▸ **Required work**: Reproduce the records below exactly as they appear.
BEGIN Exercise data
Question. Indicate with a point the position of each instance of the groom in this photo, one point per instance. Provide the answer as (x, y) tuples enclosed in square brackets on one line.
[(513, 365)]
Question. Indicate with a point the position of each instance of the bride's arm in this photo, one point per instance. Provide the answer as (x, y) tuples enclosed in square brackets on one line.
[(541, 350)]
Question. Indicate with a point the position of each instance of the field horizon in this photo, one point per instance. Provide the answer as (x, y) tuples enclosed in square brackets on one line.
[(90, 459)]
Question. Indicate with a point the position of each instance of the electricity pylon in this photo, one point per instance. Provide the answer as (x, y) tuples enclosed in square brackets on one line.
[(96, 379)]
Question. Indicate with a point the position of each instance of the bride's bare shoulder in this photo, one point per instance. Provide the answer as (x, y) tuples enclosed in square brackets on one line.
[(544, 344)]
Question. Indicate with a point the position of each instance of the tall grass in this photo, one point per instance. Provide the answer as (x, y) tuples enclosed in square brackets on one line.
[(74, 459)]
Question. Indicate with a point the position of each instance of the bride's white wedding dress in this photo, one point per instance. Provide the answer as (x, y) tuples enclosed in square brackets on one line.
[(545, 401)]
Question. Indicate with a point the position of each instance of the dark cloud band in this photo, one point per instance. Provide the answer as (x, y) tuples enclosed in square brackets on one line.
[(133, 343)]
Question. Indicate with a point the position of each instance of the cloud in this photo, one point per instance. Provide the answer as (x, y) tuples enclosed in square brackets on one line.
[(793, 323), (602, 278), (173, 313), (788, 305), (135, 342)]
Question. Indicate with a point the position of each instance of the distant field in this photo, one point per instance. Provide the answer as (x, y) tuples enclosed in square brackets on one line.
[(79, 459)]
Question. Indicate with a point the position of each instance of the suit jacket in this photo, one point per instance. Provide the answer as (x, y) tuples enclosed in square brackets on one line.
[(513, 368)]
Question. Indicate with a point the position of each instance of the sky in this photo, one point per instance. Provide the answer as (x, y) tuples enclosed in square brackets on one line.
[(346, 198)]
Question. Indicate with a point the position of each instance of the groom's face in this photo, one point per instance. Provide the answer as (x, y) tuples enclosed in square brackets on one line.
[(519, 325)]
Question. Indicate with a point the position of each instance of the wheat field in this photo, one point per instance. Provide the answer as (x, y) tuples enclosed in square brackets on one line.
END Exercise data
▸ **Output**:
Question. Indicate with a point the position of each instance of the groom in this photo, one point per instance. Provide the answer as (x, y) tuples enclosed in square brackets on one line.
[(513, 365)]
Question. Indicate with a point the position of each instance of the bride's arm in this photo, one point per instance. Provide the answer as (x, y) tuples enclosed in square brackets on one line.
[(541, 350)]
Question. Indicate with a point the position of each instance of the field horizon in this photo, one point per instance. Provide the answer as (x, y) tuples enclosed in square brackets on one line.
[(90, 459)]
Question. Indicate with a point the position of each instance of the electricity pylon in this photo, one point per instance. Provide the answer as (x, y) tuples enclosed in square brackets on one line.
[(96, 379)]
Question. Indicate with a point the position of each instance of the bride's bare shoulder in this photo, one point per instance. Provide the answer as (x, y) tuples enclosed in square brackets on one line.
[(544, 344)]
Question. Indicate with a point the position of each instance of the tall grass in this photo, one point per instance. Provide the answer as (x, y) tuples enclosed in square brackets on one line.
[(74, 459)]
Question. Indicate with a point the position of each instance of the bride's white wedding dress in this photo, one point per instance. Provide the answer as (x, y) tuples enclosed in square brackets on one line.
[(545, 401)]
Question. Indicate with a point the position of each instance of the dark cloud band in this photo, one point per instance. Provide the answer as (x, y) tuples enclosed in square brackets on one line.
[(133, 343)]
Question. Indicate with a point the position of each instance of the cloud in this photo, one point per instance. Provide the answer as (x, y) tuples enclosed in square brackets on one line.
[(793, 323), (602, 278), (173, 313), (788, 305), (135, 342)]
Question. Indicate with a point the position of each instance of the distant field in this photo, one point per instance. Provide the answer as (x, y) tuples enclosed in square brackets on one line.
[(79, 459)]
Question. Indicate with a point the position of each instance of the suit jacket in this photo, one point per instance. Provide the answer as (x, y) tuples enclosed in square brackets on one line.
[(513, 368)]
Question. Indicate with a point the position of each instance of the sky in this photo, one point per instance. Provide the answer as (x, y) tuples enclosed in square brackets on one line.
[(346, 198)]
Question. Indicate with a point the position of each instance of the groom's face in this photo, one point per instance. Provide the answer as (x, y) tuples enclosed in square brackets on one line.
[(519, 325)]
Question. Indicate with a point the position of each instance of the wheat field in this photo, one point per instance. Provide the answer as (x, y) tuples enclosed in square brackets on one line.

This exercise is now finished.